==== DOCUMENT TEXT ====

Just how bad is the drug crisis? A new study finds that when all direct and indirect harms of drug use are factored in, the real number of drug-related fatalities in 2016 was 141,695, 2.2 times the official tally of drug-coded deaths (63,600) published by the Centers for Disease Control (CDC).
The study, funded by the University of Pennsylvania and Georgetown University, found that by examining the increase in midlife mortality relative to the expected baseline decrease that should have continued between 2010 and 2016, one can conclude that 141,695 people aged 15-65 lost their lives early in 2016 due to drug use.
“In the absence of drug use, we estimate that the probability of dying between ages 15 and 65 would have continued to decline after 2010 among men (from 16.2% in 2010 to 15.4% in 2016) and would have remained at a low level (9.9% in 2010, 10.0% in 2016) among women,” write co-authors Dana A. Glei and Samuel H. Preston. Glei and Preston are both professors of sociology and demography at Princeton University who have written extensively about mortality trends.
While the CDC estimates 63,000 drug fatalities in 2016, those are the people found dead as the result of an immediate drug overdose, as reported by state toxicology reports. Glei and Preston write that “in addition to its direct effect on deaths from poisoning, drug use may inflate mortality resulting from infectious diseases, respiratory diseases, external causes, mental/behavioral disorders, digestive diseases, circulatory diseases, and neoplasms.” Suicide is also a big factor in many deaths that are not reported as drug-related but are indirectly caused by drug addiction.

====

● **EXERCISE INSTRUCTIONS**
Print the passage of the article on drug-related deaths starting at "Just how bad" and ending at "Disease Control (CDC).".

==== STORED DATA ====

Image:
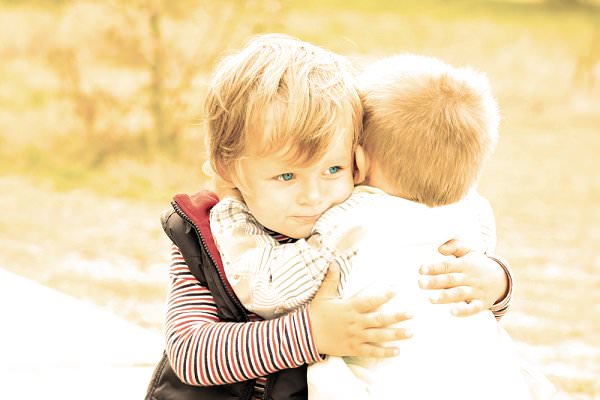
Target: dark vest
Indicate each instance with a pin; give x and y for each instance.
(187, 225)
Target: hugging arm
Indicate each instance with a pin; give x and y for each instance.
(205, 351)
(474, 280)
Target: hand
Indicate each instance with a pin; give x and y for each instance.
(224, 188)
(353, 327)
(470, 279)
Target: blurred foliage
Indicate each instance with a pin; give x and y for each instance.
(90, 84)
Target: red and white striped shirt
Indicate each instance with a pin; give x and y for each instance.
(205, 351)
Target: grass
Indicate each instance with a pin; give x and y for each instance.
(90, 228)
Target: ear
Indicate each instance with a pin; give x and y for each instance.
(361, 165)
(219, 184)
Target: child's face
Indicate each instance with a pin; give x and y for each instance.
(288, 198)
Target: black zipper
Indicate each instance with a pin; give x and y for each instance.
(232, 295)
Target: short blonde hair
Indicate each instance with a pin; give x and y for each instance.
(428, 125)
(279, 92)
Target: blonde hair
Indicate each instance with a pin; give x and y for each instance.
(279, 92)
(428, 125)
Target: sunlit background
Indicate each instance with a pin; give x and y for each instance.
(101, 123)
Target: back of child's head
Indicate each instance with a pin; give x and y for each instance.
(279, 93)
(428, 125)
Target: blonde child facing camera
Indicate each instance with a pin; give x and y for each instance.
(428, 129)
(276, 90)
(296, 94)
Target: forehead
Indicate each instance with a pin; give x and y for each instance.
(290, 157)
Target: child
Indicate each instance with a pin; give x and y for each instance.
(276, 90)
(428, 128)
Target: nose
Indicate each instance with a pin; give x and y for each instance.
(310, 193)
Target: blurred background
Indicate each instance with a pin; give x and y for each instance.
(101, 123)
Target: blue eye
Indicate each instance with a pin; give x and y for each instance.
(333, 170)
(288, 176)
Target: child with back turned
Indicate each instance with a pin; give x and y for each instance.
(275, 101)
(428, 127)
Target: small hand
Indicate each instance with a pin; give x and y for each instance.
(353, 327)
(470, 279)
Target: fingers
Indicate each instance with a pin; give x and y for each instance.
(386, 335)
(330, 283)
(464, 309)
(455, 295)
(382, 319)
(442, 281)
(374, 350)
(446, 266)
(454, 247)
(365, 304)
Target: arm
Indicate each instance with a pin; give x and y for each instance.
(269, 278)
(205, 351)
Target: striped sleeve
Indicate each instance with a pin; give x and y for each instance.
(485, 214)
(501, 307)
(204, 351)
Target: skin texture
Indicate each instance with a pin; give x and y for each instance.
(289, 198)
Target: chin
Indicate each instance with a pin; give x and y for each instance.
(299, 234)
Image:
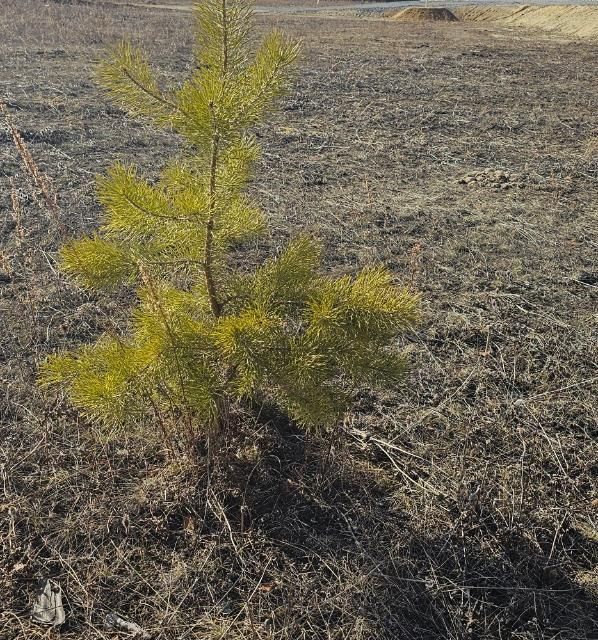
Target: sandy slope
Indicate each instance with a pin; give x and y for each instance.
(568, 20)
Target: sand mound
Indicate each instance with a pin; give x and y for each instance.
(568, 20)
(424, 14)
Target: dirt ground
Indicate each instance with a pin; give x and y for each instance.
(461, 505)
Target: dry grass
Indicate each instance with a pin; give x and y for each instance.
(461, 505)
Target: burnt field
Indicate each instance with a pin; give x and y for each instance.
(463, 504)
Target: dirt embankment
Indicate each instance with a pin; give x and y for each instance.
(566, 20)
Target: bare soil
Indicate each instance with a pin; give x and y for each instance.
(460, 505)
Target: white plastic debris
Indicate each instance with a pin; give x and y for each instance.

====

● **REPLY TO THE TASK**
Just how bad is the drug crisis? A new study finds that when all direct and indirect harms of drug use are factored in, the real number of drug-related fatalities in 2016 was 141,695, 2.2 times the official tally of drug-coded deaths (63,600) published by the Centers for Disease Control (CDC).